▸ **Task objective**: Convert the records between the line containing "Task: tag every instance of the grey patterned" and the line containing "pixel 578 142", inclusive, into a two-column CSV with the header request,answer. Give one row for each record, putting its text and its answer each in a single quoted field with line breaks replaced by spaces.

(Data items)
━━━━━━━━━━
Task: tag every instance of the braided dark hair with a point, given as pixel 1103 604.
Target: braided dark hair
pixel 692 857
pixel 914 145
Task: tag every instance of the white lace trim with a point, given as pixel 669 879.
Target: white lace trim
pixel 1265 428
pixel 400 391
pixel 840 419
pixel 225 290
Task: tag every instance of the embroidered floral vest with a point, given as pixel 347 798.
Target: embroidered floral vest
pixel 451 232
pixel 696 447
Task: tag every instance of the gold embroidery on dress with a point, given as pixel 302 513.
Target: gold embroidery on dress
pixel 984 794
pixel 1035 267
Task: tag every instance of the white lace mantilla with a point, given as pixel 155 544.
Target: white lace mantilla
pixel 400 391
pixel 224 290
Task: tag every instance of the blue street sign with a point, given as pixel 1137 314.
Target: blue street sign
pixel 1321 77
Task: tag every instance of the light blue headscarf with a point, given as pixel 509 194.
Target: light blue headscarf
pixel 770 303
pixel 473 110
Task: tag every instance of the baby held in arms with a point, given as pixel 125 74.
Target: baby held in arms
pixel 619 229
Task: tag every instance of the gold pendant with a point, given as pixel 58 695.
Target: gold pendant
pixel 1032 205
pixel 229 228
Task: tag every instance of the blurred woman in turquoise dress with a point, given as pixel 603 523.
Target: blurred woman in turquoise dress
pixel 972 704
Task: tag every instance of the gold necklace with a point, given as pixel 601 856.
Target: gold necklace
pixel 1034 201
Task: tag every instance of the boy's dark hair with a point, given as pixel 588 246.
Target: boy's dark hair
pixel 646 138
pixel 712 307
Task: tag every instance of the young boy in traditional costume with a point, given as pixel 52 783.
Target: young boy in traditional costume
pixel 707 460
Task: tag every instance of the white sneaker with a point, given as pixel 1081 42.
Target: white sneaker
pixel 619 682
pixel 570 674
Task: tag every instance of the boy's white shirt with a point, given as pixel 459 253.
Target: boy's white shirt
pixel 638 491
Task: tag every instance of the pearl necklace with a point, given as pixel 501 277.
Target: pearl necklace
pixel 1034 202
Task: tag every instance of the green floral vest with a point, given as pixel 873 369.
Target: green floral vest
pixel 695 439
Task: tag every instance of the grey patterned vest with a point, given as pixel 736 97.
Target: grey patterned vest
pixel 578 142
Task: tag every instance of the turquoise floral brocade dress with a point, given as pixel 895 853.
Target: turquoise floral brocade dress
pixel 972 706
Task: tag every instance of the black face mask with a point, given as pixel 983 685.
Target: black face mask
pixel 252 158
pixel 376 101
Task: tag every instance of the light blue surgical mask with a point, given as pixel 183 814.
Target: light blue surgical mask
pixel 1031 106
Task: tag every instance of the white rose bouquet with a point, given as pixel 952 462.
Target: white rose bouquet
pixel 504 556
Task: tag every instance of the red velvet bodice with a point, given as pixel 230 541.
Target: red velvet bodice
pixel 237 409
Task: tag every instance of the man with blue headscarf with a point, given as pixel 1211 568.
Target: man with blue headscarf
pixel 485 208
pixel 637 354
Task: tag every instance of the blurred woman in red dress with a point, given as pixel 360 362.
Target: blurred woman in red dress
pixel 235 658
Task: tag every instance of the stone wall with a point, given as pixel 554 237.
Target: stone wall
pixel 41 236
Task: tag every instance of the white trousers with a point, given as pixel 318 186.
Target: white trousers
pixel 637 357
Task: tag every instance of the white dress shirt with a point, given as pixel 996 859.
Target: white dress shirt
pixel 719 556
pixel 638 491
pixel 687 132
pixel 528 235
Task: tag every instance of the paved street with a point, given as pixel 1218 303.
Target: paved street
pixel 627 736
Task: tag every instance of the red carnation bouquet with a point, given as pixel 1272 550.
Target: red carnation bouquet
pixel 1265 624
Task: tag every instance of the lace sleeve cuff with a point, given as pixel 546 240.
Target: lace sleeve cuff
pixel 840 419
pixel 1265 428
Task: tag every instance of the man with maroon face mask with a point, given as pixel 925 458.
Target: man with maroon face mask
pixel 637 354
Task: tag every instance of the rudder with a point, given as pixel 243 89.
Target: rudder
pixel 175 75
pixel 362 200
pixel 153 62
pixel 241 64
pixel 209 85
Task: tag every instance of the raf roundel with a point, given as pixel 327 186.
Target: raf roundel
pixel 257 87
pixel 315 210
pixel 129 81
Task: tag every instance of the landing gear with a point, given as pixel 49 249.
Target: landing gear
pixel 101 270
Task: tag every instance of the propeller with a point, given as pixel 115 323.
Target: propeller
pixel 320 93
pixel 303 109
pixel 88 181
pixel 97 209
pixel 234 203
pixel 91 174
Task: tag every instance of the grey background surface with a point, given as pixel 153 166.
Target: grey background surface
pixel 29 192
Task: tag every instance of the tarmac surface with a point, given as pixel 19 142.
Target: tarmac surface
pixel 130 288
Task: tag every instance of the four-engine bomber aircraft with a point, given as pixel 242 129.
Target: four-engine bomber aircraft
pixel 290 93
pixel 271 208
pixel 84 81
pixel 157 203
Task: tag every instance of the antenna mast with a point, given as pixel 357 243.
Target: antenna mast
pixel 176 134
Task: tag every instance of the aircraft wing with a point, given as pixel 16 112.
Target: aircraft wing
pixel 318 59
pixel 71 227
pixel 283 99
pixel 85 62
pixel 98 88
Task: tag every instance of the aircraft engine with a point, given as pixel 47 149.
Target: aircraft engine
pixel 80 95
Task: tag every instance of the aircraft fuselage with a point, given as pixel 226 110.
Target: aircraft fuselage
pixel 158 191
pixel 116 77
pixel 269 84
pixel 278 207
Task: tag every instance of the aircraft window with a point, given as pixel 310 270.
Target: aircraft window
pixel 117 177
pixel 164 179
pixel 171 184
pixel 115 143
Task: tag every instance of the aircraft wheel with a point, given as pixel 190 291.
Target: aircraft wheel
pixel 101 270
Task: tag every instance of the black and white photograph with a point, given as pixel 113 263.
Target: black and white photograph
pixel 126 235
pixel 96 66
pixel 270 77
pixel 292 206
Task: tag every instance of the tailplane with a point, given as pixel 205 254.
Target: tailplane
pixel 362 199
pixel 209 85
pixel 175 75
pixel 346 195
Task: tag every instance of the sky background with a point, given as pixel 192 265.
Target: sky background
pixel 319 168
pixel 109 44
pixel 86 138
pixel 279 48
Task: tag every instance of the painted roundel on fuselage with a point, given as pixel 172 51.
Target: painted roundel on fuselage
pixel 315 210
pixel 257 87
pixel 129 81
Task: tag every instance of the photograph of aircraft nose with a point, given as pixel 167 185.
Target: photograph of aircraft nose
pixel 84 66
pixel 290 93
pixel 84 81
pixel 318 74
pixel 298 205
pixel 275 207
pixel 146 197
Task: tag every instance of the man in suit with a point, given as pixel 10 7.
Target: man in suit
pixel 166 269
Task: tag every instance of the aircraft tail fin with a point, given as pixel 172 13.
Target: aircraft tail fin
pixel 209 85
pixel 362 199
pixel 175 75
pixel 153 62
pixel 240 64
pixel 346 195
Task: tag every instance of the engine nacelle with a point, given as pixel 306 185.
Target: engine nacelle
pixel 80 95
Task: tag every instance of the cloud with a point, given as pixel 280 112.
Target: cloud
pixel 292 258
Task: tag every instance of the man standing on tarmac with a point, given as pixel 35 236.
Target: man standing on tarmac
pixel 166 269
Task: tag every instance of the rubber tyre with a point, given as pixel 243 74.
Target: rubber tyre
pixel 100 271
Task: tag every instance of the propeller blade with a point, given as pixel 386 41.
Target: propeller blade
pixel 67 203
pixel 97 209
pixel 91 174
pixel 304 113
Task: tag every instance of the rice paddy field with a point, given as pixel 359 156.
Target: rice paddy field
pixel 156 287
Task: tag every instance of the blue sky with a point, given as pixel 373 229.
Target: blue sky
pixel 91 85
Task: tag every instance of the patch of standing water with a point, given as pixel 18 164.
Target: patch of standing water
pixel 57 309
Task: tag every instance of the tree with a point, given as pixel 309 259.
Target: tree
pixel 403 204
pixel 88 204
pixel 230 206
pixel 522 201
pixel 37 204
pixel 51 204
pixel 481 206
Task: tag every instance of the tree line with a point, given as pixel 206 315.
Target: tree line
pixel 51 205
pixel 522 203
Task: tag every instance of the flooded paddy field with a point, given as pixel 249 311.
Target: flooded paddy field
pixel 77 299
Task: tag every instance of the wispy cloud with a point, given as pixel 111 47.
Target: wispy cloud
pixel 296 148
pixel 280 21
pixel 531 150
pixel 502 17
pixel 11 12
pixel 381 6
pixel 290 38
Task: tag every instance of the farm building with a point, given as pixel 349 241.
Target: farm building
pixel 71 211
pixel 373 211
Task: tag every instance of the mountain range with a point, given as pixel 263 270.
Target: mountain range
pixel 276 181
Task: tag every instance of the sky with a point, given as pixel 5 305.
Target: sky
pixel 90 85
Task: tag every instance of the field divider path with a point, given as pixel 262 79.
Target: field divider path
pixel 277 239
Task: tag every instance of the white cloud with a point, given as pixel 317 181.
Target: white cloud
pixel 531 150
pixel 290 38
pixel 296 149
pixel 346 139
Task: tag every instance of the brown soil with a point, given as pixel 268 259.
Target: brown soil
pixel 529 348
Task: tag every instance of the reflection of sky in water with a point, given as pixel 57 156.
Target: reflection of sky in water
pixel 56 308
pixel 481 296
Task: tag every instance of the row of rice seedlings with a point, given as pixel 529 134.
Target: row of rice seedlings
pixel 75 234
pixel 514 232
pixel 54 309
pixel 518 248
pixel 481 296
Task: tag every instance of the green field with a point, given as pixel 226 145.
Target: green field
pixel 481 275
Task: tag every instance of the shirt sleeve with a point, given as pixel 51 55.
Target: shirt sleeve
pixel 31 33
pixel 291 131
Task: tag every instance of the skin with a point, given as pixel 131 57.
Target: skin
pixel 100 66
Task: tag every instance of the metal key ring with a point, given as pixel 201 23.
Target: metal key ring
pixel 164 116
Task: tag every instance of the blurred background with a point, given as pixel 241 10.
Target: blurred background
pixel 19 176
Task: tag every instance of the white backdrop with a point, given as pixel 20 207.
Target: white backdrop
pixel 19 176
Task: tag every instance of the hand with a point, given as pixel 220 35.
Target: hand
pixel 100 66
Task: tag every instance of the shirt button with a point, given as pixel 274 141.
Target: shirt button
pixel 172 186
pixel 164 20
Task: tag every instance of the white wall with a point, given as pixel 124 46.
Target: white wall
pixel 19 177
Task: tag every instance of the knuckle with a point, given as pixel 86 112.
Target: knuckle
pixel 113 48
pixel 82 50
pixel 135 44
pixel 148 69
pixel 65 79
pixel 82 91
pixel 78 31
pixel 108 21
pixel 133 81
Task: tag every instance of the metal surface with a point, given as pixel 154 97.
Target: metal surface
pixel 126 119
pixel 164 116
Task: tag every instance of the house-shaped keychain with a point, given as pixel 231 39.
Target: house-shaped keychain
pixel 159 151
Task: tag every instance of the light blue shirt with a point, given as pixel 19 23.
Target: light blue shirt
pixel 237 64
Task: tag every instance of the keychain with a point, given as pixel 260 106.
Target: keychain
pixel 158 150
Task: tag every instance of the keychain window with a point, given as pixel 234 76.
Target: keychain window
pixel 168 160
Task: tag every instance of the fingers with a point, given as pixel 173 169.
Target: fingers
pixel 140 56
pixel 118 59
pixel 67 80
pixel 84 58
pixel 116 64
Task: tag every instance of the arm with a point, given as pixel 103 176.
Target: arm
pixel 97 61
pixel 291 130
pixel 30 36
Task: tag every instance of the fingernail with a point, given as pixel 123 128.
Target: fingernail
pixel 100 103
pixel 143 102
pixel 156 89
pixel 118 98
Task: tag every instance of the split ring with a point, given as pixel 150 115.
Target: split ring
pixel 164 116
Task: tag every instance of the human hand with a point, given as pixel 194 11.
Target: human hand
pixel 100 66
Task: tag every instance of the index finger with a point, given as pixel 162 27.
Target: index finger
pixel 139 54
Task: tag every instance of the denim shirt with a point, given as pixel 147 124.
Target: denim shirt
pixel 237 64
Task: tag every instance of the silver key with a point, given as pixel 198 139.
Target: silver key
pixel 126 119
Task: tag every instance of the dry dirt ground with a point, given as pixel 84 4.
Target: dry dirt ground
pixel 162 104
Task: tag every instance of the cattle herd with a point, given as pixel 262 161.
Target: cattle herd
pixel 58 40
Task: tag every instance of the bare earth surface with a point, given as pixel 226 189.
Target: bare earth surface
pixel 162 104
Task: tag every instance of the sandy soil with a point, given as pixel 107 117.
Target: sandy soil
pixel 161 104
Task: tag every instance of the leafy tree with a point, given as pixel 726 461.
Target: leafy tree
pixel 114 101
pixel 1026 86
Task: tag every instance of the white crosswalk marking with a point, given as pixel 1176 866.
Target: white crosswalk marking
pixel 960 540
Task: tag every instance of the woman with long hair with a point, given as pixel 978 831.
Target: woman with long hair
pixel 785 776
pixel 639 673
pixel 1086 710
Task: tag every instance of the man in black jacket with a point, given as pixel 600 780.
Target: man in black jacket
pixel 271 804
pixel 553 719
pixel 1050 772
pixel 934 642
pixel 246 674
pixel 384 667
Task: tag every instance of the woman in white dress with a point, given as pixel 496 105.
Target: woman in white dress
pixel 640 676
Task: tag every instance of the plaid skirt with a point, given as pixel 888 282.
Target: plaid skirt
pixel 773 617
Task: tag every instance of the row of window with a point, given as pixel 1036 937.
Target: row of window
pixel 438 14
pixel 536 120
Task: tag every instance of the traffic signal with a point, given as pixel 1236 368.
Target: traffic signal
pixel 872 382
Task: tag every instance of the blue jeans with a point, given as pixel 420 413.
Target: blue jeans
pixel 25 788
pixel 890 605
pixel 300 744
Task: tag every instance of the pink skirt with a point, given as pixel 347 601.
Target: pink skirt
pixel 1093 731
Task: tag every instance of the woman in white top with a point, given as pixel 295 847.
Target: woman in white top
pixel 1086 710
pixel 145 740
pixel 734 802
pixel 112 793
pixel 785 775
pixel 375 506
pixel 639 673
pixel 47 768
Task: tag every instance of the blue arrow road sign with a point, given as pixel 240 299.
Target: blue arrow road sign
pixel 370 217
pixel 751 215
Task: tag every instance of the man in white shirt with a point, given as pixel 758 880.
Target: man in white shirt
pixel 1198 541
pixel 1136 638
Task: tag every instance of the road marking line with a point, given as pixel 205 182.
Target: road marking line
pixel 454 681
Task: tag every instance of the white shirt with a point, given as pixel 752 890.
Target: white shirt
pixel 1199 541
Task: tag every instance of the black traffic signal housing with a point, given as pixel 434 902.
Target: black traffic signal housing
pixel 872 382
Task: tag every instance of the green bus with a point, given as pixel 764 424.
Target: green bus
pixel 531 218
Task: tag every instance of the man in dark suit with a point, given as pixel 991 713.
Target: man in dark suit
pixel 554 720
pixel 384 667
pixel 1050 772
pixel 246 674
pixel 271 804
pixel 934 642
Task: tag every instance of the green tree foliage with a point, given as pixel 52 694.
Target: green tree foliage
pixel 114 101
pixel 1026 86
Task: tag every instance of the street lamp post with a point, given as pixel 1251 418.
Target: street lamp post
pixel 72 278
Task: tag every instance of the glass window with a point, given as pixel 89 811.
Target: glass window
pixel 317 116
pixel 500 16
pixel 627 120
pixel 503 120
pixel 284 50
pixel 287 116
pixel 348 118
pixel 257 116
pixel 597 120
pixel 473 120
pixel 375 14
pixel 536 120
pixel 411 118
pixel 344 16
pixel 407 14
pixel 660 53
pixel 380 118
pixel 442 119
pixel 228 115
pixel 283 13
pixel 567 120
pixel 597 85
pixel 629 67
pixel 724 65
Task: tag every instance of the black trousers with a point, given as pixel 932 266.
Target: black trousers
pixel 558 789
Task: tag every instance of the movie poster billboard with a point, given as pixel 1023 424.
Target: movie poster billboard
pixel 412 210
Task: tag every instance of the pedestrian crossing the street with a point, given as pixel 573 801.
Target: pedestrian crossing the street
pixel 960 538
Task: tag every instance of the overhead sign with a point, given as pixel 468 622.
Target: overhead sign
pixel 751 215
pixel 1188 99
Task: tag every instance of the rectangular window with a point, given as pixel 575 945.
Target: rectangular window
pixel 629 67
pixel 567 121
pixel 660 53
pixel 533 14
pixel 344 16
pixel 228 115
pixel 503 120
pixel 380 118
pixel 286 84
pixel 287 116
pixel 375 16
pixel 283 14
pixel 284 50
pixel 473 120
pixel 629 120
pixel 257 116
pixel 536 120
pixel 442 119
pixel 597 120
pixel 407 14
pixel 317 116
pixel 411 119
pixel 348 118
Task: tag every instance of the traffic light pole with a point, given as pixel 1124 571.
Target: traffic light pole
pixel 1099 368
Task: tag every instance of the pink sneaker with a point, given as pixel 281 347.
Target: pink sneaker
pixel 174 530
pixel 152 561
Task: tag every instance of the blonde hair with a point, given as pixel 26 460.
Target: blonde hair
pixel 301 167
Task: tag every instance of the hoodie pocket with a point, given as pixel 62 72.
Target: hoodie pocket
━━━━━━━━━━
▸ **Reply to the exercise**:
request,answer
"Task: tag every instance of the grey patterned vest with a point, given as pixel 736 97. Target: grey patterned vest","pixel 578 142"